§ Exercise task: Beginning with the line where "Task: Tag the transparent" appears, retype every remaining line of the data below, both the first and last included.

§ Entries:
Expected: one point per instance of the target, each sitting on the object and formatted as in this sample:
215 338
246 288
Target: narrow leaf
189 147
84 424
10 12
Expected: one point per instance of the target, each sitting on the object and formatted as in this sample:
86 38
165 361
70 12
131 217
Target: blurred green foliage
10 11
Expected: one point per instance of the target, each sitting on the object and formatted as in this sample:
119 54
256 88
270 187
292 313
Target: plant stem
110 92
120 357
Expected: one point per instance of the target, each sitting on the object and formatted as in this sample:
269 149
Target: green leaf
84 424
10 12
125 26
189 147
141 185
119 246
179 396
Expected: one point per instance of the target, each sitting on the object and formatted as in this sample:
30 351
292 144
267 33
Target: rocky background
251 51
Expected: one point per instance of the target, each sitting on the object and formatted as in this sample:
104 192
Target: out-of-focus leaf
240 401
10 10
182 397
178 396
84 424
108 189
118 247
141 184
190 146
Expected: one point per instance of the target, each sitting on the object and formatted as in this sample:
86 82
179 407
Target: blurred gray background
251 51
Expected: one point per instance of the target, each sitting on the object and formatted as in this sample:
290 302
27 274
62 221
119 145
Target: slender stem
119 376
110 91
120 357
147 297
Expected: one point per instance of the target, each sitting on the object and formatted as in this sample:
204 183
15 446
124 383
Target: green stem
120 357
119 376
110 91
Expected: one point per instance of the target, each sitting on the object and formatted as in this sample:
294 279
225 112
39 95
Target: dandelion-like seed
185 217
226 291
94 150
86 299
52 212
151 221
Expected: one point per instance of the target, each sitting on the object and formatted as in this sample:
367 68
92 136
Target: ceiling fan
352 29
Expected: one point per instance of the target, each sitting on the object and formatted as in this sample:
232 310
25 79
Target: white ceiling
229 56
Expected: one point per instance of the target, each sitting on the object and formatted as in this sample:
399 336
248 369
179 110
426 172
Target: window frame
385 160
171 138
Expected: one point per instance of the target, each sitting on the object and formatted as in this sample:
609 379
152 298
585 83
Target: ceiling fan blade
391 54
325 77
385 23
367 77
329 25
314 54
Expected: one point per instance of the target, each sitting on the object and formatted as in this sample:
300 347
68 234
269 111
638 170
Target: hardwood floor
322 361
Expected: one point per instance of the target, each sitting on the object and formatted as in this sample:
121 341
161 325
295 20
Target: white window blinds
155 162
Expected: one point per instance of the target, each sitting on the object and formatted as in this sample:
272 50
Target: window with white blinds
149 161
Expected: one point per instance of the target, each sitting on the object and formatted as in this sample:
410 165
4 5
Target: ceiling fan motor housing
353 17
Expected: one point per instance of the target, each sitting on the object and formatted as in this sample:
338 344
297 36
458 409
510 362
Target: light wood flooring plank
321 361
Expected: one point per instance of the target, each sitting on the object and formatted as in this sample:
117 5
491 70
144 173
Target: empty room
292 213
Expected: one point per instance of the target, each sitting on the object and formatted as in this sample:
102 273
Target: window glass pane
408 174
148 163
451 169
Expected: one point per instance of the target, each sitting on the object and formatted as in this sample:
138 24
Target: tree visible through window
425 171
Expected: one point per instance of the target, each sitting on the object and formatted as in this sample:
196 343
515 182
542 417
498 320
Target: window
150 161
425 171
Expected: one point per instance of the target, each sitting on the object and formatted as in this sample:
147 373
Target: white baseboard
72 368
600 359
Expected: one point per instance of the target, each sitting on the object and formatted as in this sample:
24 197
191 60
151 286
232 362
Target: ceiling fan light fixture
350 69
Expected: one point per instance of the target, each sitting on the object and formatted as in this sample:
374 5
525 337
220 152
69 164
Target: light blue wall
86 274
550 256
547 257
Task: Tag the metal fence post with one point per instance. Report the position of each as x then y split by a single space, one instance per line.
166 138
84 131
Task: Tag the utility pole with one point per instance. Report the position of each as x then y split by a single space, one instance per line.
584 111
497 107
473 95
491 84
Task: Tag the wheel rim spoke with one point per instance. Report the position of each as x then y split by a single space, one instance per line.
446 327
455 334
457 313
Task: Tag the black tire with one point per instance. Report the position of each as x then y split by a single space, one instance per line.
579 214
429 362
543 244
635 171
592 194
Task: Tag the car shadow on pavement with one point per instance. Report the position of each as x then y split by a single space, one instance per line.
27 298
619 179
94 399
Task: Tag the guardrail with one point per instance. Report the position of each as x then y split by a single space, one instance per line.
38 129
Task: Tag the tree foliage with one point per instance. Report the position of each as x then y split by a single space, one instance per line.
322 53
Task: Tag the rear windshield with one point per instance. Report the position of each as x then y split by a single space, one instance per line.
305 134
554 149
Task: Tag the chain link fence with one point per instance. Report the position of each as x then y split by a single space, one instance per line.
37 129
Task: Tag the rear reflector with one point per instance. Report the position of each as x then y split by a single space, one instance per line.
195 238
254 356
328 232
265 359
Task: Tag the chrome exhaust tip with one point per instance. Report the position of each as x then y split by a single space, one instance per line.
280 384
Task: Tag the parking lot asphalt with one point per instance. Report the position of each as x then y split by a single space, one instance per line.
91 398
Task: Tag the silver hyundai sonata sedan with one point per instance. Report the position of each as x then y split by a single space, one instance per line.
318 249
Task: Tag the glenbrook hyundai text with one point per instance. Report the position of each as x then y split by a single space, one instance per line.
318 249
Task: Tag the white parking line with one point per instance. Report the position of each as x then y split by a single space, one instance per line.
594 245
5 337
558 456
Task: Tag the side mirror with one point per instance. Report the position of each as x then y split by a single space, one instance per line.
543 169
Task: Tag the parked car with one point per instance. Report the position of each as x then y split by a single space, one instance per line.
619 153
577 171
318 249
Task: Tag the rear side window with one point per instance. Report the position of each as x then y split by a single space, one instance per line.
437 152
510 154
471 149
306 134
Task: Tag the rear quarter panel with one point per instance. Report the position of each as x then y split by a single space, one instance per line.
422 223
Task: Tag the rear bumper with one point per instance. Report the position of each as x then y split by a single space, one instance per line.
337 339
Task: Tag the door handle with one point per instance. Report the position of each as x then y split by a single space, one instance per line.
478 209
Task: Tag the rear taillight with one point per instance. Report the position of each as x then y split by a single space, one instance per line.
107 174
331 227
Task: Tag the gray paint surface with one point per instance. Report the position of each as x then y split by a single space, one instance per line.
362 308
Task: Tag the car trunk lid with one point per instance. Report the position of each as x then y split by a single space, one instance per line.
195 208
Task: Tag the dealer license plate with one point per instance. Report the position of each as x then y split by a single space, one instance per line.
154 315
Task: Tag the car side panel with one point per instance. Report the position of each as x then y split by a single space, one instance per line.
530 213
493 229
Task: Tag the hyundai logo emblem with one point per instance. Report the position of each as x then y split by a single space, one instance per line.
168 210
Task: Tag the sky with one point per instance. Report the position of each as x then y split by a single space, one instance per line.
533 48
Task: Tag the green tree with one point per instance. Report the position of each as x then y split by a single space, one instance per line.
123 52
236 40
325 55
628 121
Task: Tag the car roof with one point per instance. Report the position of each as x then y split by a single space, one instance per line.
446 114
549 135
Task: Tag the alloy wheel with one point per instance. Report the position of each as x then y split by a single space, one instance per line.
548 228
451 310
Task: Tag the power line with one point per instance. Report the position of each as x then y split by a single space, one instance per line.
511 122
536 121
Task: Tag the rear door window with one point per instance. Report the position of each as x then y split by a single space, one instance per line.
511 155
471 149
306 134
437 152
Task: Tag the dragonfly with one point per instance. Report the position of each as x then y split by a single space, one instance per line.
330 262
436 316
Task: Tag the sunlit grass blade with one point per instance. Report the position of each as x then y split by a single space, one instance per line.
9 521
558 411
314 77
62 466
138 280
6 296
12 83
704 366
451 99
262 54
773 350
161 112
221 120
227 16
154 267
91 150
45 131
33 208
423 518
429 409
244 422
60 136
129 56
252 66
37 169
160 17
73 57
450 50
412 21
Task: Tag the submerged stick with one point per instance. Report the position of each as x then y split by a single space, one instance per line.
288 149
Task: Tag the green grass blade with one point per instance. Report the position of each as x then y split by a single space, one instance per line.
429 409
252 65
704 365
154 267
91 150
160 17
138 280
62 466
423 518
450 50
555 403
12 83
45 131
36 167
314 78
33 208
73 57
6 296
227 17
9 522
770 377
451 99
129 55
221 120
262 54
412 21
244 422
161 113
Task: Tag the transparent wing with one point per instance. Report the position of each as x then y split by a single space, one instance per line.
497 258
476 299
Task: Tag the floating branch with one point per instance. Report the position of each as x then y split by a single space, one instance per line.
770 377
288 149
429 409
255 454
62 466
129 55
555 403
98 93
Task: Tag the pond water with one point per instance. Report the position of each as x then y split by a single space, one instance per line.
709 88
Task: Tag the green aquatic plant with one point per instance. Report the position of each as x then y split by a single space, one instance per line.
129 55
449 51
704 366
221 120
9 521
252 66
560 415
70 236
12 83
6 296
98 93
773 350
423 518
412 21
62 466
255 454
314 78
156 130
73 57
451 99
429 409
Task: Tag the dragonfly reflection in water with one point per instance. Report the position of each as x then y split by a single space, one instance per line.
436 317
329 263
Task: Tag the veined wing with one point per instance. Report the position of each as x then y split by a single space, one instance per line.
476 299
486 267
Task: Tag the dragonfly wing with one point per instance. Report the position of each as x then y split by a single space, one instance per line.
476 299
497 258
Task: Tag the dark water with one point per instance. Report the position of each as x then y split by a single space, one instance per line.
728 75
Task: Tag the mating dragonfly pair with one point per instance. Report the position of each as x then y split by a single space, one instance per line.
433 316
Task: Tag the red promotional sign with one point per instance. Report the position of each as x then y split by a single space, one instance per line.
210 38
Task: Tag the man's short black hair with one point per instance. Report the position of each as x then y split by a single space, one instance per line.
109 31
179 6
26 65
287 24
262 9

§ Written solution:
Task: Tag the transparent wing with one point per instance. Report the position of each as x then y split by a single space, one instance per line.
497 258
476 299
Task: Tag the floating branch with one point per instance. Report the position of each as x then y split by a single space, one instance per line.
770 377
288 149
429 409
255 454
62 466
129 55
555 403
98 93
Task: Tag the pond water with one point per instance. Report the position of each as x then y split by a single space, one instance per line.
709 88
Task: Tag the green aquatic plant with one point per instance. Report the position of each as x then y split by a single space, one instance per line.
129 55
449 51
704 366
221 120
9 521
252 66
560 415
70 236
12 83
6 296
98 93
773 350
423 518
412 21
62 466
255 454
314 78
156 130
73 57
451 99
429 409
Task: Tag the dragonfly reflection in water with one point per instance. Report the position of each as x then y split by a single space, one instance per line.
436 317
329 263
Task: Tag the veined wing with one point per instance. Report the position of each as x then y split by a single space, one instance per line.
476 299
486 267
Task: Tag the dragonfly wing with one point per instance. Report the position of each as x then y split by a single space, one instance per line.
476 299
497 258
Task: Tag the dark water with one point per instance. Report the position of each as x then y split by a single space, one instance per line.
728 75
Task: Tag the mating dragonfly pair with one point per instance. Report the position of each as x then y split by a single space, one instance per line.
433 316
Task: Tag the red promotional sign with one point per instance. Report the position of each as x then y split by a single space, one instance per line.
210 38
Task: Tag the man's short black hair with one point per instance. Report the position of each as x then y split by a single space, one instance per line.
109 31
179 6
26 65
287 24
262 9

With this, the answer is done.